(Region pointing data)
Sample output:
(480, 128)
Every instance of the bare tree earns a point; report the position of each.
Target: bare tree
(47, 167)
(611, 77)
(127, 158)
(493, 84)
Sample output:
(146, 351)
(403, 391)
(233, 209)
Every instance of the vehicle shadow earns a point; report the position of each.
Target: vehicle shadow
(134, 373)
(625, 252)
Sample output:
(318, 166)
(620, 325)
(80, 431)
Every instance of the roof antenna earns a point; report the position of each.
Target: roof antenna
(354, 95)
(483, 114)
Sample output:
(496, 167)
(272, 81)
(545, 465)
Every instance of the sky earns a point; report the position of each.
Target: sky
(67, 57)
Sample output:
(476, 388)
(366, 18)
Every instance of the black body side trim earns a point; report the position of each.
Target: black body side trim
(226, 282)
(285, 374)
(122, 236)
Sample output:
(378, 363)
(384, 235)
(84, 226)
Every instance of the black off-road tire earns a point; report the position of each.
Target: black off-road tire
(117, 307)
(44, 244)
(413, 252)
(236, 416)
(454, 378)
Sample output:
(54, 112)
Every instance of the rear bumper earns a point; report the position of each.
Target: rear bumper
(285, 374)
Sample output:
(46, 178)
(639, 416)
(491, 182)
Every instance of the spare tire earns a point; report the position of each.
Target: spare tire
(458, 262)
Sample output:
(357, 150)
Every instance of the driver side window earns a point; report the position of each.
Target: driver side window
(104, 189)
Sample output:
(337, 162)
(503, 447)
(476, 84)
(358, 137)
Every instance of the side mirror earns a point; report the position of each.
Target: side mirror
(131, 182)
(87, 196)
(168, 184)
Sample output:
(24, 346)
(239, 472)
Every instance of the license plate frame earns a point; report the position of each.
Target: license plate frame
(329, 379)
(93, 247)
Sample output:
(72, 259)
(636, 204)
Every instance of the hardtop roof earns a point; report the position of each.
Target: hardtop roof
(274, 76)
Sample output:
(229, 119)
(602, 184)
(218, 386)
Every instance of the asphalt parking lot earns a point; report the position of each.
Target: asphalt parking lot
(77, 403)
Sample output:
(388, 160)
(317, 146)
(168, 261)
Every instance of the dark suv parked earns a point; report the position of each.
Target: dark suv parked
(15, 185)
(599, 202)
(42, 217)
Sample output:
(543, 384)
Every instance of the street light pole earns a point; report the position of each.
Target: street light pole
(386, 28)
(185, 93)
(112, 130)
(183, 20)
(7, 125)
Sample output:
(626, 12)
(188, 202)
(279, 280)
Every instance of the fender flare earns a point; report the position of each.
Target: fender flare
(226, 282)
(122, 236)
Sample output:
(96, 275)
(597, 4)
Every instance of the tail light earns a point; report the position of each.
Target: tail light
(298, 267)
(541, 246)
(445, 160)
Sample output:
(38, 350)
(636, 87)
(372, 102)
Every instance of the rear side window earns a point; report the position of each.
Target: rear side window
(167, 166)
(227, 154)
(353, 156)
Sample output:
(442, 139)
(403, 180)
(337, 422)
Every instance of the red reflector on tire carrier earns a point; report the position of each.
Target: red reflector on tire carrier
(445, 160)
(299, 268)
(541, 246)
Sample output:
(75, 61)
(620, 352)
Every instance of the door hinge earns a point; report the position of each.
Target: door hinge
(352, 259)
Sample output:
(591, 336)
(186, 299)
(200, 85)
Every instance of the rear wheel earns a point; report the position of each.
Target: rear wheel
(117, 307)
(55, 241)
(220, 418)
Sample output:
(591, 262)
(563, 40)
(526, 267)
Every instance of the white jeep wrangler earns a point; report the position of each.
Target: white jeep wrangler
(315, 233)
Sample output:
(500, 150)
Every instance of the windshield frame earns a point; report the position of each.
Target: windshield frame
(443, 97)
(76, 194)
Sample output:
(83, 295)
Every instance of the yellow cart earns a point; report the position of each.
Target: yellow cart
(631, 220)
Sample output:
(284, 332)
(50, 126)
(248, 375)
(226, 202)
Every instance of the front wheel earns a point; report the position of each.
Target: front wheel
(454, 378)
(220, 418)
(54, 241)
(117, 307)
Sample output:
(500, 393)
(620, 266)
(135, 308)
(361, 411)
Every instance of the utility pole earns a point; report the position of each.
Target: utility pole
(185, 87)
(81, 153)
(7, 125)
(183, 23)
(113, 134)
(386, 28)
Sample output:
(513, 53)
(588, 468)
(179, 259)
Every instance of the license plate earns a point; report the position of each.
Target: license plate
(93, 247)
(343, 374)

Instructions to follow => Your task is to retype all the records above with nothing left out.

Your solution =>
Sample output:
(480, 128)
Every instance of the bare tree earns a point; report the position of each.
Target: bare tree
(47, 167)
(611, 77)
(127, 158)
(493, 84)
Sample output:
(146, 351)
(403, 391)
(233, 209)
Every instance of the vehicle shadow earns a point; report the position of each.
Target: vehicle shadow
(134, 373)
(625, 252)
Sample output:
(318, 166)
(620, 325)
(80, 431)
Every instance of the roof antenna earns a point; report the position of each.
Target: roof antenna
(354, 95)
(483, 114)
Sample output:
(496, 167)
(272, 81)
(545, 465)
Every instance of the sky earns a point; report the position of each.
Target: sky
(67, 57)
Sample output:
(476, 388)
(366, 18)
Every instance of the black body side trim earns a point; report the position of each.
Target: black body side trim
(226, 282)
(285, 374)
(122, 236)
Sample output:
(378, 363)
(384, 235)
(84, 226)
Every instance of the black off-road tire earns a point; report the position of each.
Target: black off-road tire
(117, 307)
(44, 244)
(413, 252)
(236, 416)
(454, 378)
Sample output:
(54, 112)
Every instance of the rear bumper earns a point; report the position of each.
Target: rear bumper
(285, 374)
Sample output:
(46, 178)
(639, 416)
(491, 182)
Every instance of the spare tire earns a point; report the position of each.
Target: spare tire
(458, 262)
Sample output:
(357, 150)
Every instance of the driver side window earns a point; report the position of each.
Target: driver side window
(104, 189)
Sample output:
(337, 162)
(503, 447)
(476, 84)
(358, 137)
Every instance of the side mirror earns a point; report the position of each.
Target: side mirror
(131, 182)
(87, 196)
(168, 184)
Sample output:
(24, 346)
(239, 472)
Every instance of the license plate frame earns a point; report the position of each.
Target: license plate frame
(329, 379)
(93, 247)
Sample output:
(72, 259)
(636, 204)
Every instance of the hardtop roof earns a point; report the position of each.
Target: hardtop roof
(274, 76)
Sample output:
(229, 119)
(602, 184)
(218, 386)
Every instance of the asphalt parking lot earns a point; report the position of each.
Target: asphalt parking lot
(77, 403)
Sample output:
(388, 160)
(317, 146)
(168, 261)
Every instance of the dark suv parked earns a point; report the position of each.
Target: dark suv parked
(15, 185)
(599, 202)
(42, 217)
Sample output:
(543, 384)
Every instance of the street light pole earns a point; report the position of each.
Target: street light pole
(386, 28)
(185, 93)
(112, 130)
(183, 20)
(7, 125)
Sample output:
(626, 12)
(188, 202)
(279, 280)
Every instance of the fender flare earns a point; report the position of each.
Target: fender flare
(226, 282)
(122, 236)
Sample output:
(96, 275)
(597, 4)
Every instance of the tail light earns a point; report the position of each.
Target: tail light
(298, 267)
(541, 246)
(445, 160)
Sample output:
(38, 350)
(636, 87)
(372, 102)
Every instance of the rear side window earns a point; report the position of each.
Target: rear side window
(167, 166)
(227, 154)
(353, 156)
Sample output:
(442, 139)
(403, 180)
(337, 422)
Every instance of the red reflector on tire carrier earns a point; report the position of each.
Target: red reflector on tire carrier
(445, 160)
(299, 268)
(541, 246)
Sample output:
(75, 61)
(620, 352)
Every instance of the door hinge earns a point; report the position of each.
Target: door hinge
(352, 259)
Sample output:
(591, 336)
(186, 299)
(200, 85)
Every instance of the rear wheel earns a point; report the position of each.
Target: rear wheel
(117, 307)
(55, 241)
(220, 418)
Sample output:
(591, 262)
(563, 40)
(526, 267)
Every instance of the white jeep wrangler earns a point; report the position of each.
Target: white jeep wrangler
(315, 233)
Sample output:
(500, 150)
Every instance of the windshield frame earns a point; report the position of each.
Target: windshield frame
(443, 97)
(76, 194)
Sample output:
(83, 295)
Every instance of the yellow cart earns a point; report the position of each.
Target: yellow cart
(631, 220)
Sample output:
(284, 332)
(50, 126)
(248, 375)
(226, 202)
Every instance of the front wheel earns a point; report the position of each.
Target: front wheel
(454, 378)
(220, 418)
(54, 241)
(117, 307)
Sample output:
(500, 393)
(620, 266)
(135, 308)
(361, 411)
Every instance of the utility pole earns a point; report the position of each.
Target: utility pole
(185, 87)
(81, 153)
(7, 125)
(183, 23)
(113, 134)
(386, 28)
Sample output:
(513, 53)
(588, 468)
(179, 259)
Every instance of the license plate earns a point; report the position of each.
Target: license plate
(93, 247)
(343, 374)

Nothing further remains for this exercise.